__The task__.
Transcribe the passage on Australian wartime nurses between "In 1945, 2 MAETU" and "disease probably would.", inclusive.

__Text__.
= = =
The conditions were often very trying, and the work, as always, was constant. In some areas there was the threat of air raids. When nurses from the 2/11th AGH arrived at Buna, Papua, in September 1943, the hospital was receiving soldiers evacuated from the fighting around Finschhafen in New Guinea. On average, there were around 2,000 men in the hospital, and during their first six weeks at Buna none of the nurses had a day off. Among the wounded were many suffering from tropical illness, such as scrub typhus; extremely ill, these men were in need of constant nursing.
Flying Angels
A typical working day for a air-evac sister began at 3 am with breakfast at 3.30 am and take off at first light.
Sister Nancy Read
Air evacuation became a quick and effective way to transport seriously wounded troops from the front line in New Guinea and the surrounding islands. In early 1944, 15 nurses recruited from the RAAFNS to the newly formed No. 1 Medical Air Evacuation Transport Unit (1 MAETU) began training in in-flight medicine and care, emergency survival procedures, and tropical hygiene.
Nicknamed “The Flying Angels”, flight teams comprising a sister and an orderly flew in Douglas C47s, carrying up to 18 stretcher cases at a time, from forward areas back to base hospitals in Australia. Within the first year of operation, some 8,000 patients had been evacuated.
In 1945, 2 MAETU was formed with ten new nurses. After the war both units assisted with the repatriation of thousands of prisoners of war.
Nurses in captivity
We knew we were living on a knife edge... we were starving and we were sick... if the Japs didn’t kill us, disease probably would.
Sister Wilma Oram
When the Japanese captured Rabaul, New Britain, in January 1942, six AANS nurses were taken prisoner. After six months’ internment at a mission hospital at Vunapope, they were moved to Japan, where they remained in various camps till after the war’s end.
= = =
Stored data entries:
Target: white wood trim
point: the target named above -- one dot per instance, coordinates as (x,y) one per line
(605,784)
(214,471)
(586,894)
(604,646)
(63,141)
= = =
__Answer to the exercise__.
In 1945, 2 MAETU was formed with ten new nurses. After the war both units assisted with the repatriation of thousands of prisoners of war.
Nurses in captivity
We knew we were living on a knife edge... we were starving and we were sick... if the Japs didn’t kill us, disease probably would.